─── GIVEN ENTRIES ───
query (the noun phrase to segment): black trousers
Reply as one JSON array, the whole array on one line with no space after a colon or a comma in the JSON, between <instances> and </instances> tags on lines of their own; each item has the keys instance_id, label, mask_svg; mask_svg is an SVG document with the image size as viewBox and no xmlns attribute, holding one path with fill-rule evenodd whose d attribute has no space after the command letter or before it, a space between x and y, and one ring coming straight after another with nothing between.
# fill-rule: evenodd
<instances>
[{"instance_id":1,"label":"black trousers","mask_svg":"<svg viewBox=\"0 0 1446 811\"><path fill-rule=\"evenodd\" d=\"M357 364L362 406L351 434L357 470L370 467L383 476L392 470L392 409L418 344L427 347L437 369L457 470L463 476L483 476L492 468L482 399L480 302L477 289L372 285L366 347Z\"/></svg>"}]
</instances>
───
PROBLEM DETAILS
Please edit the data above by replacing "noun phrase" with "target phrase", and return it with everything else unchanged.

CORRECT ANSWER
query (the target phrase to segment): black trousers
Reply as one JSON array, the whole array on one line with no space after a colon or a comma in the JSON, between <instances> and </instances> tags on lines of their own; each item has the keys instance_id, label, mask_svg; mask_svg is an SVG document with the image size as viewBox and no xmlns attribute, holding one path with fill-rule evenodd whose d attribute has no space after the command letter or before it, a space between x and y, and one ring coming straight after another with nothing between.
# fill-rule: evenodd
<instances>
[{"instance_id":1,"label":"black trousers","mask_svg":"<svg viewBox=\"0 0 1446 811\"><path fill-rule=\"evenodd\" d=\"M357 364L362 406L351 434L357 470L370 467L383 476L392 470L392 409L418 344L427 347L437 369L457 470L463 476L483 476L492 468L482 399L480 302L477 289L372 285L366 347Z\"/></svg>"}]
</instances>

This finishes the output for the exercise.